_Text provided_
Created 07-10-2017 05:21 PM
This is not supported. Transactional table data cannot be simply copied from cluster to cluster. Each cluster maintains a global transaction ID sequence which is embedded in the data files and file names of transactional tables. Copying the data files confuses the target system. The only way to do this right now is to copy the data to a non-acid table on source cluster using "Insert ... Select..." and then using import/export to transfer it to target side.
Created 07-11-2017 12:11 AM
Thanks for the clarification!
Created 09-14-2017 04:03 AM
@Eugene Koifman is there any other workaround possible that could cut down the time to go through the procedure of replicating an acid table to a secondary cluster? What is the recommendation for DR on acid tables ?
Created 09-14-2017 04:10 PM
There isn't. Perhaps @thejas has a recommendation.
Created 11-08-2017 09:43 AM
The import/export can be time consuming, you could try distcp'ing the non-transactional partitions over to the DR non-transactional and using MSCK REPAIR TABLE to pick them up? You'd still need to run the copy from non-tranasctional to transactional again.
Created 11-15-2017 07:28 AM
Hi all!
Where is I can find information about limitation Hadoop Distcp ?
(transactional / non-transactional etc )

_Provided material_
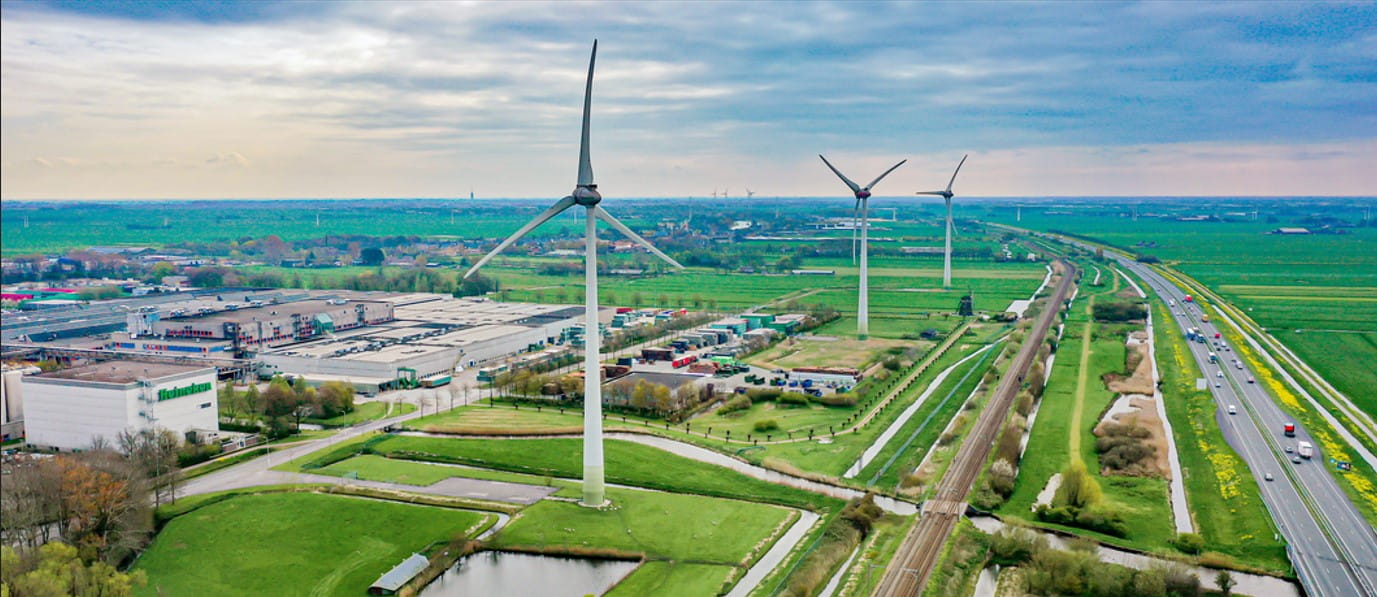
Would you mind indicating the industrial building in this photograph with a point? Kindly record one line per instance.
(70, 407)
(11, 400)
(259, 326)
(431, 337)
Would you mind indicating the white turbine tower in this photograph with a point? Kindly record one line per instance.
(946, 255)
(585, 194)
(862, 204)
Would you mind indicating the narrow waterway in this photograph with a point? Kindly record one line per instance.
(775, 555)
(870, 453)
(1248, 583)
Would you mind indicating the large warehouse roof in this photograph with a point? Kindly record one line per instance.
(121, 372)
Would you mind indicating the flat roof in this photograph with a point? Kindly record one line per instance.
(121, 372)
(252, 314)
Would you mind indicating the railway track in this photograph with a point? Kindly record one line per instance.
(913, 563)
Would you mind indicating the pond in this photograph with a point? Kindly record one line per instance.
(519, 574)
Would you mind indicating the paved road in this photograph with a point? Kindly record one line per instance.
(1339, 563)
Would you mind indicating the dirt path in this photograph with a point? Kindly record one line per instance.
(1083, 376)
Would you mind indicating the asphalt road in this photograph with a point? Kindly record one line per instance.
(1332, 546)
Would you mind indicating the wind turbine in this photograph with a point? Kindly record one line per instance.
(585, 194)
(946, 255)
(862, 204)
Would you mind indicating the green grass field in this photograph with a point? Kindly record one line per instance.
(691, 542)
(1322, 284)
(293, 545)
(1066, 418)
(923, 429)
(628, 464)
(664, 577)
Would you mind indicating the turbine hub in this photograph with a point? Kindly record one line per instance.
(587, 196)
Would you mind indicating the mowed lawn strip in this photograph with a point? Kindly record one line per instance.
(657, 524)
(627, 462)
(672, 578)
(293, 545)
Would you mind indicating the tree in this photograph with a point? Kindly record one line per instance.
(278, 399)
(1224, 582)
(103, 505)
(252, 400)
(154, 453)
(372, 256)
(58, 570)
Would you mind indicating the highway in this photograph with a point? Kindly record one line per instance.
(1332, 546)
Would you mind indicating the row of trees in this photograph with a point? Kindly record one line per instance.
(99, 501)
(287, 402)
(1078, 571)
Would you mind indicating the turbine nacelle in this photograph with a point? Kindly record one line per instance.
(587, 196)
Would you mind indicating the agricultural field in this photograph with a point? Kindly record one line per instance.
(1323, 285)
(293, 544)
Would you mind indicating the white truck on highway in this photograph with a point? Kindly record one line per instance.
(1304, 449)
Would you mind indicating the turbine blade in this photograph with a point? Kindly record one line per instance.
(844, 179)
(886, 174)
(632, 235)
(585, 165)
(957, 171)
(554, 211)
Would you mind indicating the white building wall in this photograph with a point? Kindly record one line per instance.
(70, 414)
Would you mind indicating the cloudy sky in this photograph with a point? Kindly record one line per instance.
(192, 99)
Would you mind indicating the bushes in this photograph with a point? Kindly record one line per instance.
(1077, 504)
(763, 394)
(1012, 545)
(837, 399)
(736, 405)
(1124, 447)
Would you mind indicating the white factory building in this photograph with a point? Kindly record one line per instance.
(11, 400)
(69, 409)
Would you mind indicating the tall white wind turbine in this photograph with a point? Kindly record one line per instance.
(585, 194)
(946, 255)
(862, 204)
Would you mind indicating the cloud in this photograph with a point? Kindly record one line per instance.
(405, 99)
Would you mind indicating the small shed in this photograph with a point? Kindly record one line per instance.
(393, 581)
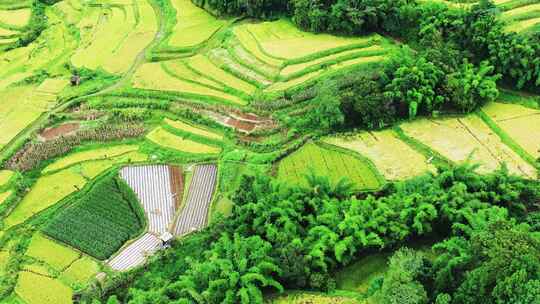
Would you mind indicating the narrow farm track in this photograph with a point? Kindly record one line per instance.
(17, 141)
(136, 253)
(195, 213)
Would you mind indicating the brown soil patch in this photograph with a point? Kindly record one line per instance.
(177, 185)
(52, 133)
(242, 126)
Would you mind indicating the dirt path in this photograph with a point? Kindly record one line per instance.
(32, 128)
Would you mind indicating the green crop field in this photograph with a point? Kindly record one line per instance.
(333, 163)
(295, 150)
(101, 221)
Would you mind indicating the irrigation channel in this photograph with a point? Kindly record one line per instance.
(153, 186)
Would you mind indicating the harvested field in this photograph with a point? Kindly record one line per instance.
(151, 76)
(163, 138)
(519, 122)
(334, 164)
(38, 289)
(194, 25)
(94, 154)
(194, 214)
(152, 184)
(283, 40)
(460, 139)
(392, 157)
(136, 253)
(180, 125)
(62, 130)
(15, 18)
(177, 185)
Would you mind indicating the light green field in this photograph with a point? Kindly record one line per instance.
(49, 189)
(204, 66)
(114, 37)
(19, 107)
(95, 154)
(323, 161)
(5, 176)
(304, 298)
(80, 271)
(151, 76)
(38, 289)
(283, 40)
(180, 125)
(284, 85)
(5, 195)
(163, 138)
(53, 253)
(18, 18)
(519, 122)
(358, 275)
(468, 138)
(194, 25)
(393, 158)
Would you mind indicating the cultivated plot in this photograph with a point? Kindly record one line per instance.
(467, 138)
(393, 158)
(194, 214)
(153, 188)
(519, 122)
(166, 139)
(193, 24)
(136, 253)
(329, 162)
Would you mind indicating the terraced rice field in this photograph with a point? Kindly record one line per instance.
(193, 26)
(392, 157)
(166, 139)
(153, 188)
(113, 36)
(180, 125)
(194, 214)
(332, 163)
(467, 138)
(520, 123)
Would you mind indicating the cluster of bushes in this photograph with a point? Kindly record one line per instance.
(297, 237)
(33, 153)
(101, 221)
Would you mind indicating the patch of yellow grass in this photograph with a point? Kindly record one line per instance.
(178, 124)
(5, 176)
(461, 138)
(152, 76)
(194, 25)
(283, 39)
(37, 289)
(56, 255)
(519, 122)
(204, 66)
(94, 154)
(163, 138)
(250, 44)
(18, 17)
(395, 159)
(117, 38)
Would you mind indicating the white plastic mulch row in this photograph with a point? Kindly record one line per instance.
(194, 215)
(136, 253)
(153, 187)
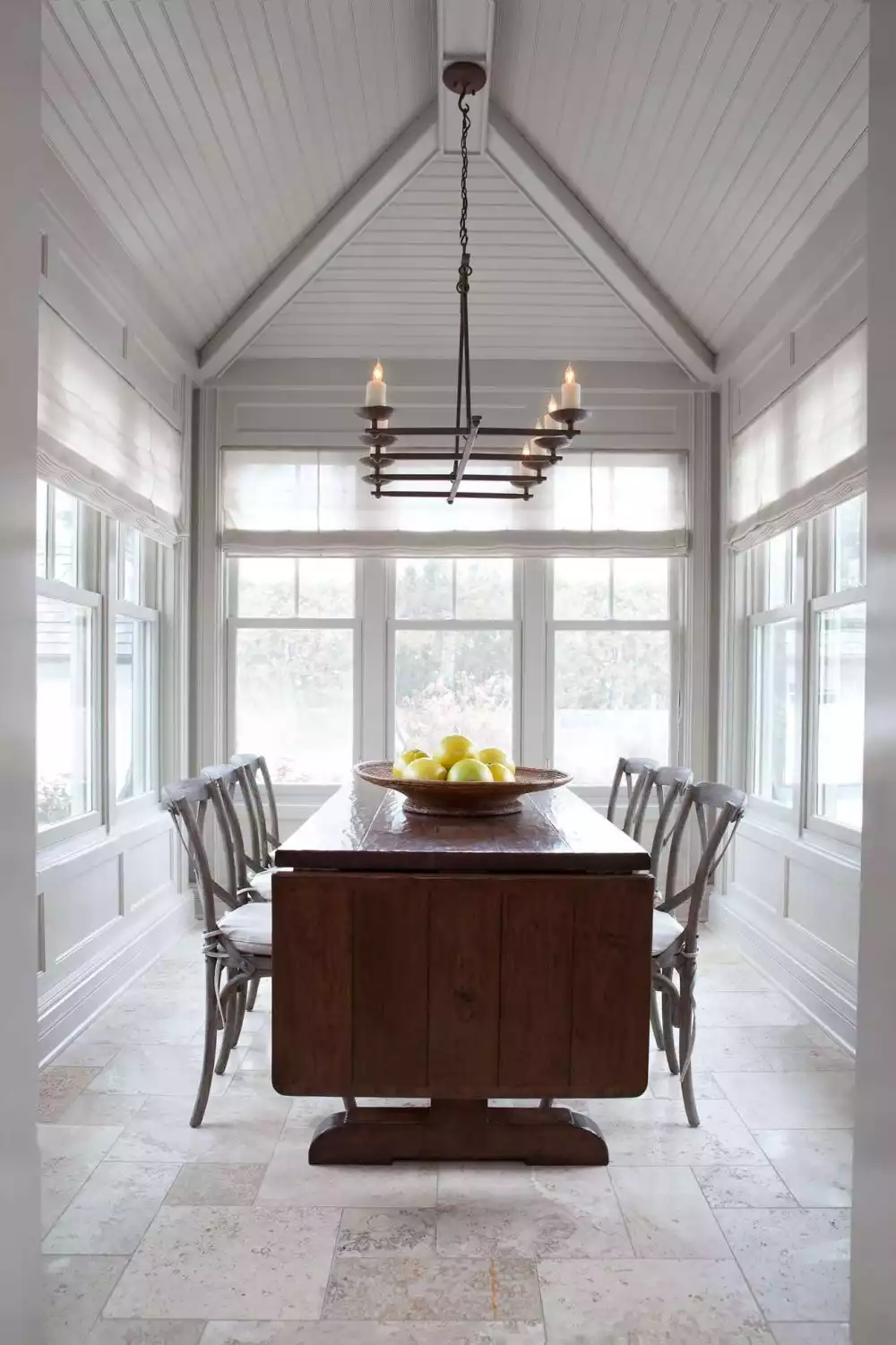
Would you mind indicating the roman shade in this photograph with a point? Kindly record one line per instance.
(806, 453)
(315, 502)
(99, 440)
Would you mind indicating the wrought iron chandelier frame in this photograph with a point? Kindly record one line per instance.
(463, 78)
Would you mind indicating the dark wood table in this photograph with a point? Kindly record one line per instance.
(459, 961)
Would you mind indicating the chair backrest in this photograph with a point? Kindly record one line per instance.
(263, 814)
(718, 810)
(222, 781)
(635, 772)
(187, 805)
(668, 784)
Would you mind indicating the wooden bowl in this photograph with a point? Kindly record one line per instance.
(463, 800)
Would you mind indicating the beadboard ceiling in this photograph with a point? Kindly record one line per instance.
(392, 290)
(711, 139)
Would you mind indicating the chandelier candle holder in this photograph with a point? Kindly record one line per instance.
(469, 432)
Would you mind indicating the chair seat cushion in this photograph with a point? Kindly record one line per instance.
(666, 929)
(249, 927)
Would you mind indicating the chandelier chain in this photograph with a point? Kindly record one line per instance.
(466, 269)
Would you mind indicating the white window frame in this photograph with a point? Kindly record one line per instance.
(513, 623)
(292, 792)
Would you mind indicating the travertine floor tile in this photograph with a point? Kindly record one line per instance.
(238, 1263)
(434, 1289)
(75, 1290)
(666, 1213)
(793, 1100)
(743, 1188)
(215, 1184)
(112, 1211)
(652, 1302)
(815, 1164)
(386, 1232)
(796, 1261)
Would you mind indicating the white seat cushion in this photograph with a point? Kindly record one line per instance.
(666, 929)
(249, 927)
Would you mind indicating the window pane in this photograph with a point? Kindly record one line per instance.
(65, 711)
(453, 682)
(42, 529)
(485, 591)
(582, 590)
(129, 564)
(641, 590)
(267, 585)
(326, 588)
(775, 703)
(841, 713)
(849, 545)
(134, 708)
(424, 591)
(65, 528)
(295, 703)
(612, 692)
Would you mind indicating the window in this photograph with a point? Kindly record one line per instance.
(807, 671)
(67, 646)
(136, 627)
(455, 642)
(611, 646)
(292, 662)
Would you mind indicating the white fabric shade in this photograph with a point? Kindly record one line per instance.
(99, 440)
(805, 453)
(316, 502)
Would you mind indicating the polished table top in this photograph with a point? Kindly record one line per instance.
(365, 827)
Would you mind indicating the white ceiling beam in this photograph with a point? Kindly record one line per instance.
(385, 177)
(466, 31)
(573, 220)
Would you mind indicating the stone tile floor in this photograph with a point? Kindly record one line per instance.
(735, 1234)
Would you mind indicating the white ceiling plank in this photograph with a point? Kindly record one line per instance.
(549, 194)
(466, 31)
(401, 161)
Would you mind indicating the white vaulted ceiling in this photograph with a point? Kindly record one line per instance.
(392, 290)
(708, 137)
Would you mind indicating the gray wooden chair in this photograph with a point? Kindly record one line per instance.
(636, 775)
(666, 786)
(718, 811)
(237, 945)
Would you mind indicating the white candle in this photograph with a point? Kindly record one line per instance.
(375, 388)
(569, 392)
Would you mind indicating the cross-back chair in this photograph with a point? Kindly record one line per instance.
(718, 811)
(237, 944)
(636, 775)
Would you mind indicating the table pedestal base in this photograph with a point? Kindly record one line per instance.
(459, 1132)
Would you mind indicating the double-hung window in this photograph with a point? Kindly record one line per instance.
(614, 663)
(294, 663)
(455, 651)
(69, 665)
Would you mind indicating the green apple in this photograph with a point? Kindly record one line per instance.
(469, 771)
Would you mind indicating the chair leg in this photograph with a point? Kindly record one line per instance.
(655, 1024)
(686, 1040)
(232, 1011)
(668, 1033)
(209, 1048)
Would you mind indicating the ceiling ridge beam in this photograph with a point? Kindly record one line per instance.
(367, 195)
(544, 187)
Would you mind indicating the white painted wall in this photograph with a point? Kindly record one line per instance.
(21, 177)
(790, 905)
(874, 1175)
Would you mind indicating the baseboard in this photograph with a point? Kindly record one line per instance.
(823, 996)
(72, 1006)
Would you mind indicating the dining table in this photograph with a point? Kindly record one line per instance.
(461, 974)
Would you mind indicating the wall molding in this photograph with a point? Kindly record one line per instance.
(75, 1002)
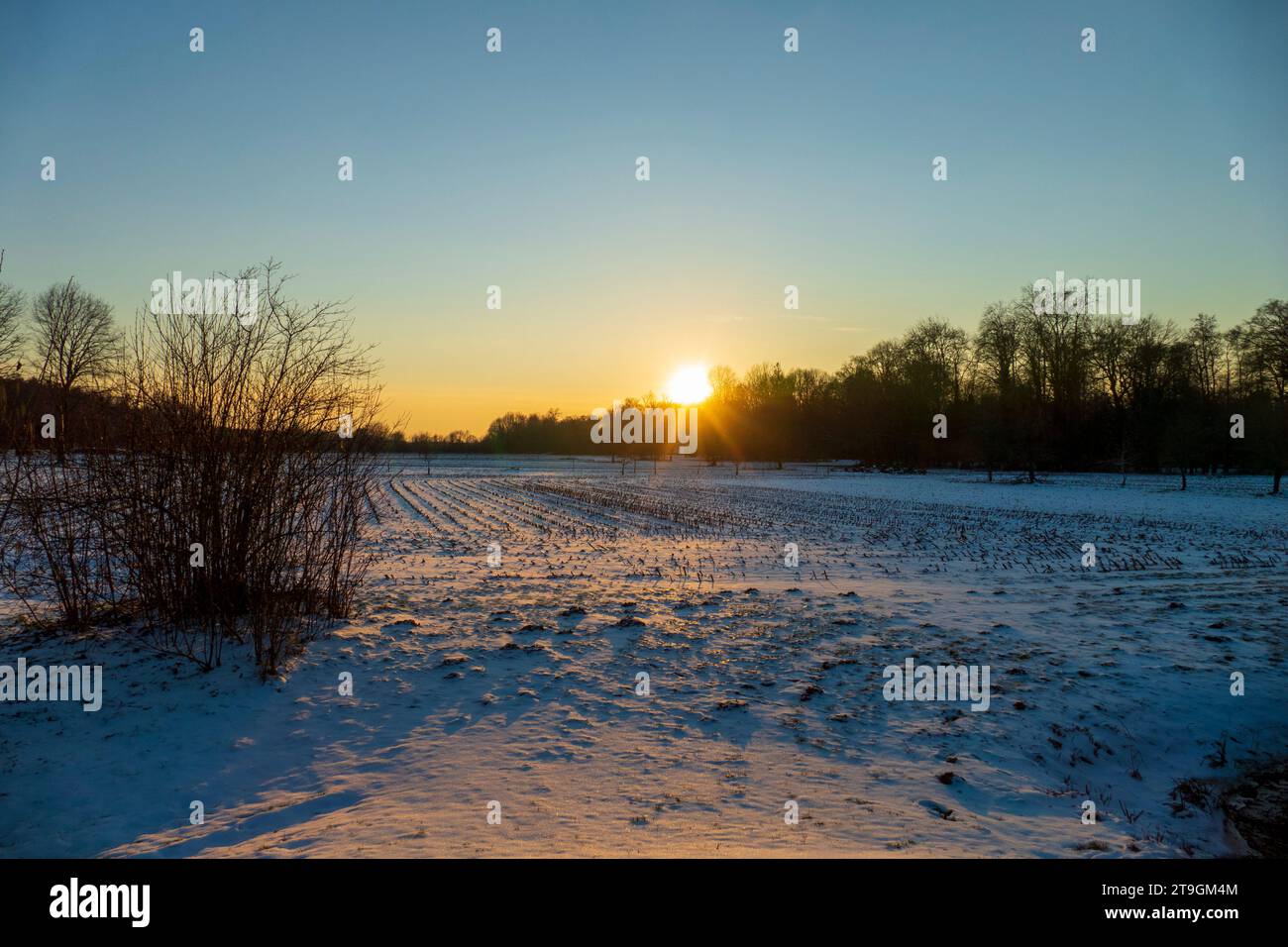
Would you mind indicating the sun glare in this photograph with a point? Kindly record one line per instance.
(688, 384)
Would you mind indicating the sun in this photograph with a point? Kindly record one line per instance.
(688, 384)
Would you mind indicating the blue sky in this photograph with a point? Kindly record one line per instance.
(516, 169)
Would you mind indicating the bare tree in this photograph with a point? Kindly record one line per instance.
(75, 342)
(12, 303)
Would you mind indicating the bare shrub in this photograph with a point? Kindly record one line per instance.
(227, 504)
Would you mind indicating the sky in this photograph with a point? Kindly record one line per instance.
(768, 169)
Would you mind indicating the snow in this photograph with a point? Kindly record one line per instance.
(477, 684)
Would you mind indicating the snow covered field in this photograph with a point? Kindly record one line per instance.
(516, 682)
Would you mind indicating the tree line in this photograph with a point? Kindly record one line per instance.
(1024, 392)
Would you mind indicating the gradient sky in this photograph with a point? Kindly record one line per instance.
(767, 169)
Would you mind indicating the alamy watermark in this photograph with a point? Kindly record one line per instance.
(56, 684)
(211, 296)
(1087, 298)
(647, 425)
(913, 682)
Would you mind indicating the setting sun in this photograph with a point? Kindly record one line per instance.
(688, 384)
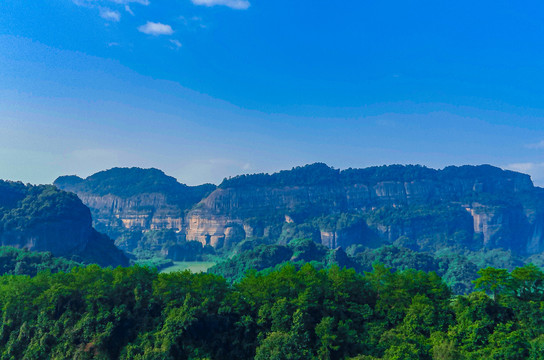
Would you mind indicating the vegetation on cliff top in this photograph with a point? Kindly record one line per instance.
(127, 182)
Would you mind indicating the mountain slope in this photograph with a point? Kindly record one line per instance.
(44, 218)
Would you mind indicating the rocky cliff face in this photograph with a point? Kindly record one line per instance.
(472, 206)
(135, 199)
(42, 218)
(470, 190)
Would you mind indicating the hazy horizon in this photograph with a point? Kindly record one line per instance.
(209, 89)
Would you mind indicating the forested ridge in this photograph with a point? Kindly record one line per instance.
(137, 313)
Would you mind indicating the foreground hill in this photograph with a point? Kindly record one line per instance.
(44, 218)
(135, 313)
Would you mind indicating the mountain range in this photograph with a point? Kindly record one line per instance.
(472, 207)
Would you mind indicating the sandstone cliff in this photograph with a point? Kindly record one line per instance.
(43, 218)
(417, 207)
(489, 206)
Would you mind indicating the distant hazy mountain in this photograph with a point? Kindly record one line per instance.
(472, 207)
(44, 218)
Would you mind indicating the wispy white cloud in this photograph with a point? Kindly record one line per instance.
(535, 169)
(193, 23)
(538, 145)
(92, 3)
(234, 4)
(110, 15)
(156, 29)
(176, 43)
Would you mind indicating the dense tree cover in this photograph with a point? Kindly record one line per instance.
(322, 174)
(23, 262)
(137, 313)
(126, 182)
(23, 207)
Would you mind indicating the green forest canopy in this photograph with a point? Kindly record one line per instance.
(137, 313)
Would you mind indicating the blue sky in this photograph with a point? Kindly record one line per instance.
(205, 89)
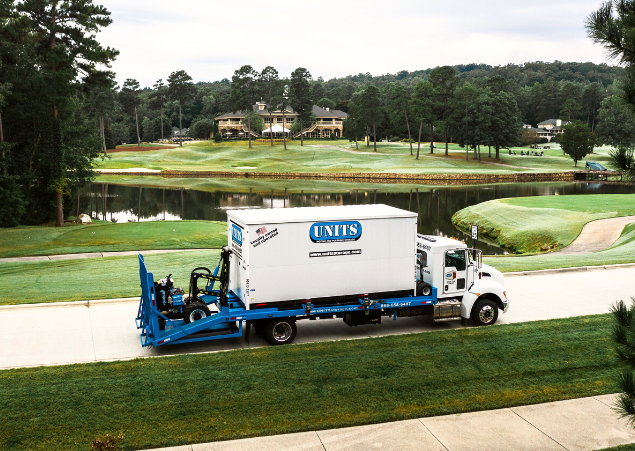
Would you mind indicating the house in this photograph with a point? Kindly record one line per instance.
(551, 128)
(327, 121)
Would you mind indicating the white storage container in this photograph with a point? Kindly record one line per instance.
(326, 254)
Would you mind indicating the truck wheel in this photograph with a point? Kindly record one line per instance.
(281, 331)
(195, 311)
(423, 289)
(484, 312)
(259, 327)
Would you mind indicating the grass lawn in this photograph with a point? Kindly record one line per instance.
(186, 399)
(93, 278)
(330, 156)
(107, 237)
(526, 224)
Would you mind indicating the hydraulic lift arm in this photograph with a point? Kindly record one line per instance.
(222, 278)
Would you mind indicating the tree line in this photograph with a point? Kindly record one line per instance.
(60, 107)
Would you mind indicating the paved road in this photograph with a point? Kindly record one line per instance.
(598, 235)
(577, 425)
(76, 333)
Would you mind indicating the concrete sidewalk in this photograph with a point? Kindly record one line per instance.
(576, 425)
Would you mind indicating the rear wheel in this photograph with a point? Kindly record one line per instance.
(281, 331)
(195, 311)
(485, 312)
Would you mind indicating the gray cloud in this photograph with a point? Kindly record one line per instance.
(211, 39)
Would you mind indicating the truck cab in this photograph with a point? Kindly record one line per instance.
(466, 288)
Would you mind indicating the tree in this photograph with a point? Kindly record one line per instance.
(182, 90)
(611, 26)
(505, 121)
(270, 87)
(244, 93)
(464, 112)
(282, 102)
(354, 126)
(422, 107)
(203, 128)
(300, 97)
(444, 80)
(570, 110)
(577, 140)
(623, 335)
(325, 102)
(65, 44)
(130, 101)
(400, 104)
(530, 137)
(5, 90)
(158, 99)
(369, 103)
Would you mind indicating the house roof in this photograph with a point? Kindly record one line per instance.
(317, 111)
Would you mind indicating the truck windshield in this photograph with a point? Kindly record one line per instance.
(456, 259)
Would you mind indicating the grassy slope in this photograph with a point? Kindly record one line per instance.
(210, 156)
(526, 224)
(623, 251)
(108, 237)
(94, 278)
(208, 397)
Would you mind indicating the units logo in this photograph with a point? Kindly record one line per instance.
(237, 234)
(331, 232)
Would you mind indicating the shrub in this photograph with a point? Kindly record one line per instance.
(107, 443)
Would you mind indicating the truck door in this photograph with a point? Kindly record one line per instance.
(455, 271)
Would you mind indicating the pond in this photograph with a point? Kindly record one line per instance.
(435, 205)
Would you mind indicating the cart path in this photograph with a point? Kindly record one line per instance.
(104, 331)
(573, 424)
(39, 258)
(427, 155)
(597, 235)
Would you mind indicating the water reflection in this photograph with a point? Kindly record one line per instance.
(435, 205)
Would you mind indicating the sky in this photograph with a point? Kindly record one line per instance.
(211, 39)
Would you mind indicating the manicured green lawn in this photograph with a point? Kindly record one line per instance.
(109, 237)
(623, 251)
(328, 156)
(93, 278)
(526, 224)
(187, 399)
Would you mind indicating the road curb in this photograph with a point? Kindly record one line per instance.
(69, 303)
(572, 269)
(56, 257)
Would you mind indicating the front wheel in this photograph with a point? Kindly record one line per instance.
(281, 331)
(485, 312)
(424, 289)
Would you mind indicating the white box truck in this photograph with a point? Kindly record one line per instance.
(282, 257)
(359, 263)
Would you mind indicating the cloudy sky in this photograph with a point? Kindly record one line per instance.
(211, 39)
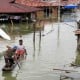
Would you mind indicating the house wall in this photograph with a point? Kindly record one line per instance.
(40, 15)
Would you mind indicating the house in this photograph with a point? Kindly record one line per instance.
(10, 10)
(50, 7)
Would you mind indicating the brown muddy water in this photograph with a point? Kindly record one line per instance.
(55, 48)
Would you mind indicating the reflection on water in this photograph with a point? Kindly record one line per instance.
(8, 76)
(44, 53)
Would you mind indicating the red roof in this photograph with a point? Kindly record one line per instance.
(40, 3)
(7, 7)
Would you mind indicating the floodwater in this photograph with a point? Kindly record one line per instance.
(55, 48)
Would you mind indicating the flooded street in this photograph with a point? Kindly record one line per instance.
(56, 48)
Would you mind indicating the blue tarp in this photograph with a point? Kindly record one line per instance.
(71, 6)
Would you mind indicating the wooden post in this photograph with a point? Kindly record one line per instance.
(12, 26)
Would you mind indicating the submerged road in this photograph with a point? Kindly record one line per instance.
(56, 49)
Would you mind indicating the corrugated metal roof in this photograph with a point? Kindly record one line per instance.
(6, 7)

_Work to complete_
1/ In the forum thread on copying transactional tables, what does each cluster maintain that gets embedded in the data files and file names?
2/ Please copy out everything in the forum thread from "Created 09-14-2017 04:03" down to "to transactional again.".
The records were drawn from a separate source.

_The replies_
1/ A global transaction ID sequence.

2/
Created 09-14-2017 04:03 AM
@Eugene Koifman is there any other workaround possible that could cut down the time to go through the procedure of replicating an acid table to a secondary cluster? What is the recommendation for DR on acid tables ?
Created 09-14-2017 04:10 PM
There isn't. Perhaps @thejas has a recommendation.
Created 11-08-2017 09:43 AM
The import/export can be time consuming, you could try distcp'ing the non-transactional partitions over to the DR non-transactional and using MSCK REPAIR TABLE to pick them up? You'd still need to run the copy from non-tranasctional to transactional again.